* _Dokumentauszug_:
━━━━━━━━
Verfahrensgegenstand

Umsatzsteuer 1996 - 1998

Tatbestand

1

Der Kläger betrieb bis zum 30.06.1998 einen land- und forstwirtschaftlichen Betrieb. Seine Umsätze unterlagen gem. § 24 UStG der Besteuerung nach Durchschnittsätzen.

2

Am 23.06.1998 schlossen der Kläger und seine Ehefrau einen Vertrag mit dem Zweck, ihre landwirtschaftlichen Betriebe gemeinsam in der Rechtsform einer Gesellschaft bürgerlichen Rechts mit der Kurzbezeichnung "F-GbR" zu bewirtschaften. Hierzu brachte der Kläger "die Nutzung seines bisher als Einzelunternehmen selbst bewirtschafteten land- und forstwirtschaftlichen Betriebes mit allen Bestandteilen und dem gesamten Zubehör, wie sich alles bei Vertragsabschluss befindet, in die Gesellschaft ein". In einer auf den 26.06.1998 datierten "Ergänzung zum Gesellschaftsvertrag" wurde die Vereinbarung über den Gesellschaftsbeitrag des Klägers dahingehend modifiziert, dass die Einbringung der Nutzung des bisherigen Einzelunternehmens "mit Ausnahme des sich im Bau befindlichen Milchstalles" erfolgt und klargestellt, dass dieser zzgl. des dazugehörigen Grund und Bodens nicht in die GbR eingebracht wird.
━━━━━━━━
* _Gezeigte Daten_:
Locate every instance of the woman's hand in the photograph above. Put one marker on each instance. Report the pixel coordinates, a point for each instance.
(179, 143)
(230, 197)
━━━━━━━━
* _Aufgaben_:
1 – Nennen Sie alle vollständigen Datumsangaben mit Tag, Monat und Jahr aus dem Dokumentauszug.
2 – Tauschen Sie im Dokumentauszug „Durchschnittsätzen“ gegen „Pauschalsätzen“ aus und geben Sie dabei den Abschnitt zwischen „Umsatzsteuer 1996 - 1998“ und „Besteuerung nach Durchschnittsätzen.“ einschließlich wieder.

* _Lösungen_:
1 – 30.06.1998, 23.06.1998, 26.06.1998

2 –
Umsatzsteuer 1996 - 1998

Tatbestand

1

Der Kläger betrieb bis zum 30.06.1998 einen land- und forstwirtschaftlichen Betrieb. Seine Umsätze unterlagen gem. § 24 UStG der Besteuerung nach Pauschalsätzen.